Please look for the string "asphalt" below and report every line in which it occurs.
==== SOURCE DATA ====
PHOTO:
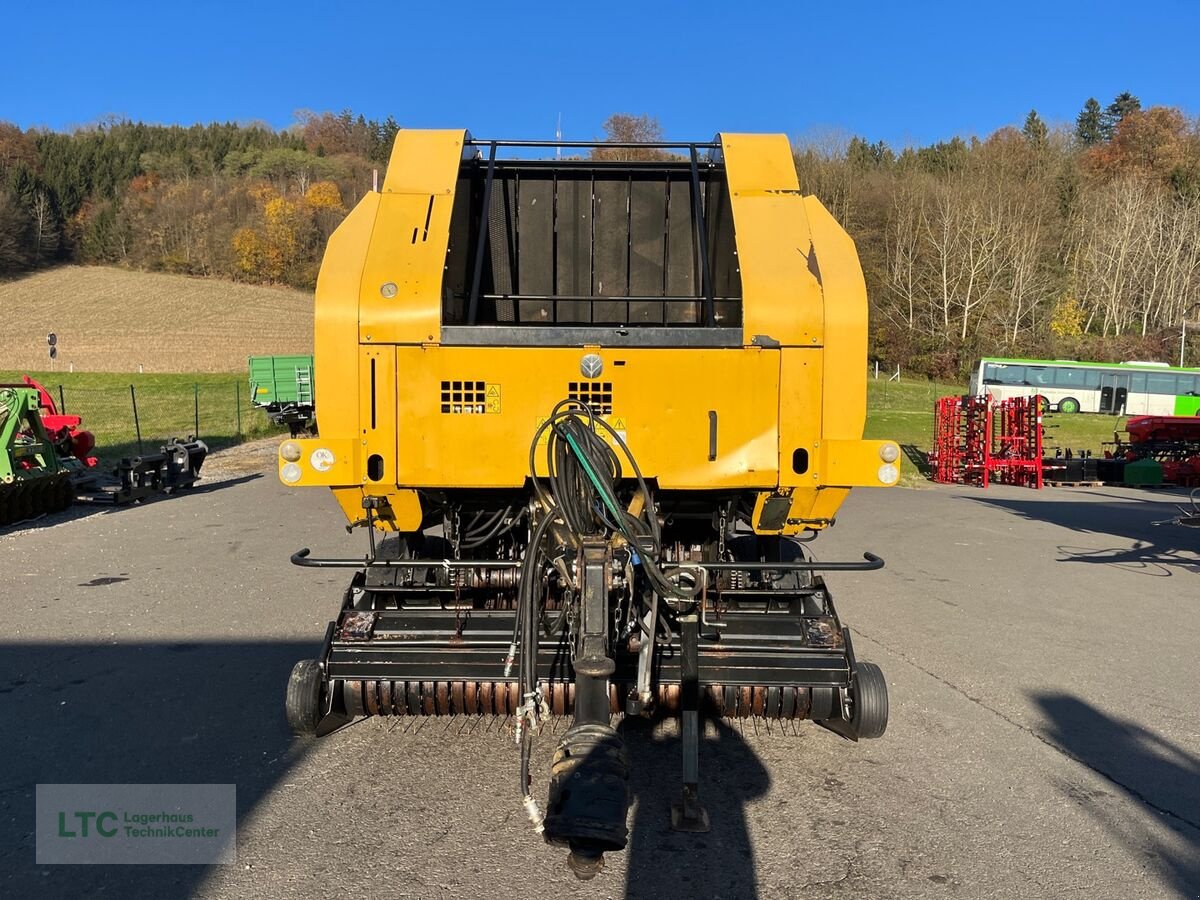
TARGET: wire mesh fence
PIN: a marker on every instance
(137, 419)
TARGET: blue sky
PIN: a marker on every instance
(905, 72)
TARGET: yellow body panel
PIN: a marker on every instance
(783, 301)
(401, 412)
(661, 400)
(401, 291)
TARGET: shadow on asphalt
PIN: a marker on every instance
(1132, 519)
(664, 863)
(1145, 767)
(82, 509)
(135, 713)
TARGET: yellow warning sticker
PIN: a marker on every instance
(492, 399)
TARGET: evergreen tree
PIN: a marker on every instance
(1090, 124)
(1121, 106)
(1036, 131)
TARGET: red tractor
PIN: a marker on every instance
(70, 441)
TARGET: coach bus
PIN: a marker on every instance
(1113, 388)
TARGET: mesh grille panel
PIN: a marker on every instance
(463, 397)
(597, 395)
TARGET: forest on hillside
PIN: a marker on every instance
(1077, 241)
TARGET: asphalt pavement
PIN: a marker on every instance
(1039, 649)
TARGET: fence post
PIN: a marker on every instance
(137, 425)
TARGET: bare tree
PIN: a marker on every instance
(46, 227)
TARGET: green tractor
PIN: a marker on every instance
(33, 479)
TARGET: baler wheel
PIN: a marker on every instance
(870, 717)
(304, 696)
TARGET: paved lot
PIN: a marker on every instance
(1044, 742)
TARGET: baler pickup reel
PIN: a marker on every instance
(589, 600)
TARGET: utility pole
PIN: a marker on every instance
(1183, 330)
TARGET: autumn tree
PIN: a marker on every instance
(629, 129)
(1121, 106)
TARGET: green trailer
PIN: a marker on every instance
(285, 388)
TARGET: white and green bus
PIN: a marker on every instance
(1113, 388)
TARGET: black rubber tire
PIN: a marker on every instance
(304, 696)
(870, 718)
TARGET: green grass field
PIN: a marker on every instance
(213, 407)
(173, 406)
(904, 412)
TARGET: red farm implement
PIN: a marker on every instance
(978, 441)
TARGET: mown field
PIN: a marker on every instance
(217, 408)
(118, 321)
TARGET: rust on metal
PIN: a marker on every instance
(357, 625)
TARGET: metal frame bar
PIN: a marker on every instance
(697, 219)
(615, 144)
(484, 220)
(514, 335)
(301, 558)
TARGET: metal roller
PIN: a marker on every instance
(443, 699)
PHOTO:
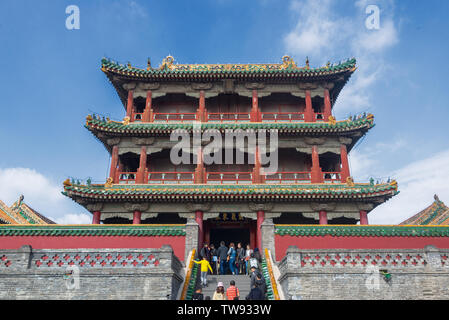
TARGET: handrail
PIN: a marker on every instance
(222, 176)
(272, 279)
(188, 275)
(228, 116)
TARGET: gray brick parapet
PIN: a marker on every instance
(363, 274)
(26, 273)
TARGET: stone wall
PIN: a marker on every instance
====
#### [RESPONSE]
TARGET: shadow on asphalt
TARGET: asphalt pavement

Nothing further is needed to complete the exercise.